→ **Что требуется**
Согласуются ли с отрывком о спектакле Някрошюса утверждения (а), (б) и (в)? (а) Трон и собачья будка сделаны из того же материала, что и триумфальная конструкция на строительной площадке. (б) Свой трактат о смерти Калигула-Миронов обращает к залу. (в) Остальные актеры играют наравне с исполнителем главной роли. На каждое ответьте «да» или «нет» и дословно процитируйте решающие слова отрывка.

→ **Отрывок для чтения**

■ ■ ■ ■ ■ ■ ■

Проще всего отмахнуться, не заметить природного сходства явлений (на чем, кстати, и держится метафора), увести действие в „абсурд”. Словцо уж больно заманчивое. Но каким бы, однако, нарушением всех естественных законов жизни ни был кафкианский Грегор Замза, когда-то сыгранный актером в кино, а жалко становилось бедное насекомое по-человечьи… Вокруг его Калигулы — абсурд стопроцентный. В тазик, будто для домашнего животного, что-то навалено: металлическая фольга, кушай на здоровье. Или меси мыльную пену в том же тазу. Тут понятно: новоявленный диктатор жаждет принять на себя функции богини любви, родившейся из кровавой пены убитого Урана. Спасительный юмор придет на помощь, актер с чувством вытрет полотенцем вымытые ноги… Но живой жест оказывается несовместимым с новым „порядком вещей”. „Идеальный император” произносит речь о свободе — и рука превращается в маятник. Свобода объявлена „с сегодняшнего дня”, а с завтрашнего — голод. Калигула-Миронов с интересом простукивает, прослушивает землю — дощатый пол. Свой трактат о смерти он проскандирует в собачью будку. То свернется в позу эмбриона, то распрямится, вытянувшись под линейку. Прокричит что-то в высшие сферы, чтобы услышать оттуда отзыв, а его нет… Можно долго описывать этот четкий и изнурительный визуальный ряд.

Но есть что-то, что в данной роли никак не визуализируется и в зал не выплескивается. Глубоко таится, под спудом.

Пожалуй, самые точные и выигрышные моменты актерской игры — как раз там, где персонаж Миронова провоцирует окружающих на добро, на реальный поступок, где он пускает в ход свою особую иронию, за которой так и слышится плотоядное: „Так чего же вы все от меня хотите? Любви или свободы?”

Чего, действительно, от него хотят?

Някрошюс материализует в спектакле то, что мы по привычке называем „коллективным бессознательным”: долгоиграющие, смутные проявления наших желаний. Строительная площадка с триумфальной конструкцией из волнистого серого шифера. Дешево и сердито. Признак остаточной цивилизации. Из того же материала — трон, собачья будка, чемоданы, поэтические „бессмертные таблицы”, которые люди таскают на себе с усердием заключенных… Общий ритм погашен, выровнен. Актерский состав — только фон для выигрышной главной партии. Весь блеск и вся нищета затеянного эксперимента — на совести лидера. Евгений Миронов привычно выполняет эту функцию; он сам лидер своего театрального поколения, а вовсе не смутный объект чужих желаний. Другое дело, что любая „героизация”, даже невольная, оказывается в случае с Камю неприемлемой. И вовсе не псевдоромантические пассажи о недостижимости Луны на небе нас волнуют, а то, как в это небо плюют. Как коллективное бессознательное становится коллективным бессмысленным.

■ ■ ■ ■ ■ ■ ■

→ **Записи**
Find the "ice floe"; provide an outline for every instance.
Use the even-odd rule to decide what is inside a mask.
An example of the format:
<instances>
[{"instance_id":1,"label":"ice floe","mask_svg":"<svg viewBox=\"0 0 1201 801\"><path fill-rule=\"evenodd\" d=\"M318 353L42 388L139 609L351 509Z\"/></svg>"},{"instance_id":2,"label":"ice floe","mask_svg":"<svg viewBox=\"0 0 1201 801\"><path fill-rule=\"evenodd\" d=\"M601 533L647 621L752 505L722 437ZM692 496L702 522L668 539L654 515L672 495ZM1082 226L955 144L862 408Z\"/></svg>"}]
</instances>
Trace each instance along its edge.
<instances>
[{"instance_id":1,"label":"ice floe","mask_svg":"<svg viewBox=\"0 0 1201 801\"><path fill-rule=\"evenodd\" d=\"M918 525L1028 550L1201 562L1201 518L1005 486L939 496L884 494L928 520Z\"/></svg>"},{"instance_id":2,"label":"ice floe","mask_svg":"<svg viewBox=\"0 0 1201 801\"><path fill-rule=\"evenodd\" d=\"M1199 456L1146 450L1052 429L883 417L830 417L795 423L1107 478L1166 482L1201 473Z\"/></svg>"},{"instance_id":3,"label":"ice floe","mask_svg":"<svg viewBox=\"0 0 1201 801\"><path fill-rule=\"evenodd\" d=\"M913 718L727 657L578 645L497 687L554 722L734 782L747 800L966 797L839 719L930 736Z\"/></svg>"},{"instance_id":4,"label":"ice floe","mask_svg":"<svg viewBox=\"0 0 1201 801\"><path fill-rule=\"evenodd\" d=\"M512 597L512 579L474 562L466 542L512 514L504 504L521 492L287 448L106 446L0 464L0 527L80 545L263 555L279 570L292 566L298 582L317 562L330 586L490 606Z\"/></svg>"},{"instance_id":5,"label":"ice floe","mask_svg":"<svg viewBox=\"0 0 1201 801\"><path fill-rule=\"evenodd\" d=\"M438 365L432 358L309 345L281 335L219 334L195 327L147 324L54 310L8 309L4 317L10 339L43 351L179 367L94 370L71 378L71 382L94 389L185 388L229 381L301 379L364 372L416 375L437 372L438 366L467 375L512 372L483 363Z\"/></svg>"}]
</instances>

■ ■ ■ ■ ■ ■ ■

→ **Результат**
(а) Да: «Строительная площадка с триумфальной конструкцией из волнистого серого шифера» и «Из того же материала — трон, собачья будка, чемоданы».
(б) Нет: «Свой трактат о смерти он проскандирует в собачью будку».
(в) Нет: «Актерский состав — только фон для выигрышной главной партии».